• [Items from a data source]

+-------+

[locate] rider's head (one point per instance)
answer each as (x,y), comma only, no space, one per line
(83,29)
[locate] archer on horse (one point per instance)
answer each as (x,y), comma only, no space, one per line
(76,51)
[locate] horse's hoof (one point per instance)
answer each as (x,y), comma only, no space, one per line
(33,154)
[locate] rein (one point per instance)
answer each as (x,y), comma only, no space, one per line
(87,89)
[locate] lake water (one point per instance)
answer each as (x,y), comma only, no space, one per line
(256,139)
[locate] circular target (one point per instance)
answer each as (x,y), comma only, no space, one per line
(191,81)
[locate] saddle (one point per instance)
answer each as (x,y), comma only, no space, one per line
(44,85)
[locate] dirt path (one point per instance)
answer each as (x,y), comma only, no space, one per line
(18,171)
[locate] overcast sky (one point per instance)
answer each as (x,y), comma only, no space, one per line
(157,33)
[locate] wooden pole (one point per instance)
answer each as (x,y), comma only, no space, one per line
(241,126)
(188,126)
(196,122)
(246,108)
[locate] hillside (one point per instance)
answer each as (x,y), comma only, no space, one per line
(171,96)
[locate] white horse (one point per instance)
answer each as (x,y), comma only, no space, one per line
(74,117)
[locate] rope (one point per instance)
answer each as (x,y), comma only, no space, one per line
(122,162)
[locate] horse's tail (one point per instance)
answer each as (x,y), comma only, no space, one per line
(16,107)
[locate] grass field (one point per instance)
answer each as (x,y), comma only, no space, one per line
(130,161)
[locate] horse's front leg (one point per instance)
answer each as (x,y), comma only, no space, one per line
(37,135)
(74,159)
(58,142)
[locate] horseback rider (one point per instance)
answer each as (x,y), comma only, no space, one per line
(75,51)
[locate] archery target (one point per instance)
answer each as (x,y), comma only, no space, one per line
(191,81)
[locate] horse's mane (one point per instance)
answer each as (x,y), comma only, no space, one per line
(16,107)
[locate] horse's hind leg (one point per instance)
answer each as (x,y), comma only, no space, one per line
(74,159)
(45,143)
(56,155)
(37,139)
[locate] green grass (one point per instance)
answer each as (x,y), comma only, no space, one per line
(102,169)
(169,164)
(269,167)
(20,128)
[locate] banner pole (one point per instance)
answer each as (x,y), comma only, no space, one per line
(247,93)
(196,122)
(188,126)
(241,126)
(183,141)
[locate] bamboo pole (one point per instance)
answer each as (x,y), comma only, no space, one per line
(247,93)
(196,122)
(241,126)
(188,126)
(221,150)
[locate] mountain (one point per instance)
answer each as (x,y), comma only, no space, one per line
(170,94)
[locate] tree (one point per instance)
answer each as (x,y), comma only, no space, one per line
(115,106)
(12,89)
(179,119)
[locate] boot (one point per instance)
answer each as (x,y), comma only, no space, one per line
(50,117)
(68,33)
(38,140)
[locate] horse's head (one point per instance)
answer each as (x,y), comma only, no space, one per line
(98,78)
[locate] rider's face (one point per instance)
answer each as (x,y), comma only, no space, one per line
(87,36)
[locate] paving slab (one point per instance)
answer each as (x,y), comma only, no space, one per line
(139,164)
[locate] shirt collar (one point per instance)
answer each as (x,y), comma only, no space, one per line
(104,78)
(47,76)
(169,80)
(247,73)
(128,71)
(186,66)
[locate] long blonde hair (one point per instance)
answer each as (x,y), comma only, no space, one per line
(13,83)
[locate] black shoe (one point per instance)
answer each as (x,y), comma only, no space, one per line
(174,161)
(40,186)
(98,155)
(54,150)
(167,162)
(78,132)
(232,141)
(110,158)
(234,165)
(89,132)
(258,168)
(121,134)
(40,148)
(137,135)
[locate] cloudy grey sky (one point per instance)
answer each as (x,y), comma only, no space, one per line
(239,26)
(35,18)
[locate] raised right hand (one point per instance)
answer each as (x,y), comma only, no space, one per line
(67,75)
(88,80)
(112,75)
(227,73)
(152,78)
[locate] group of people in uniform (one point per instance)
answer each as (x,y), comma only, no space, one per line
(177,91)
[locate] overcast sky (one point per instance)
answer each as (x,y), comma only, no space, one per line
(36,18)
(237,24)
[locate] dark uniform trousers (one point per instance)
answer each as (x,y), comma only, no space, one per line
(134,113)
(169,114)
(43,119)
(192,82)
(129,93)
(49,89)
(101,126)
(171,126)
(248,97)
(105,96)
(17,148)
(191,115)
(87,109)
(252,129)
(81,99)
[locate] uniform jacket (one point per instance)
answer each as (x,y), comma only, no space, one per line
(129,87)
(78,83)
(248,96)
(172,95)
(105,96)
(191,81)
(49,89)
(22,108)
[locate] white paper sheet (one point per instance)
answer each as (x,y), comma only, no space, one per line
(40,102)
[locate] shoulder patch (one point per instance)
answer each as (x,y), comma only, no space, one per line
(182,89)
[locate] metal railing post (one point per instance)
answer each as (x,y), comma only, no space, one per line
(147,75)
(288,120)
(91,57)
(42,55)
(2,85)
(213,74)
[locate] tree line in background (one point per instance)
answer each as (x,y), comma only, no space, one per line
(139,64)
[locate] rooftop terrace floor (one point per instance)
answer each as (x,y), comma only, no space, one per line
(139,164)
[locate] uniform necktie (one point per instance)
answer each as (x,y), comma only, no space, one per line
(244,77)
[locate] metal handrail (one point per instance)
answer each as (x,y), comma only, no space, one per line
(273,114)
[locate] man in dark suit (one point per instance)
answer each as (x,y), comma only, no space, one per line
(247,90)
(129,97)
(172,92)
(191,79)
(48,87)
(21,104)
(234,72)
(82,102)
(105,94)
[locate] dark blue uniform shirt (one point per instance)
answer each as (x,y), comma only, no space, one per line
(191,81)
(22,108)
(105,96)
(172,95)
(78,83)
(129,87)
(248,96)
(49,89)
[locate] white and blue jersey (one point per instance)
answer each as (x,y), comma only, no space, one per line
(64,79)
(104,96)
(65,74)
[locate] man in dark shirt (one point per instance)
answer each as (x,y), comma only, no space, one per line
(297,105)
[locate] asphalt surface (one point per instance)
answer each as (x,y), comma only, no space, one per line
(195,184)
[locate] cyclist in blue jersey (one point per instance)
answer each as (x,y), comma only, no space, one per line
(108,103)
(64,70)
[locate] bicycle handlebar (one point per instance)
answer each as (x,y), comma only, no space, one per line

+-------+

• [Your instructions]
Go through the entries above and copy every line containing "head".

• [Expected output]
[locate] rider's head (one point per instance)
[locate] horse's head (one point per instance)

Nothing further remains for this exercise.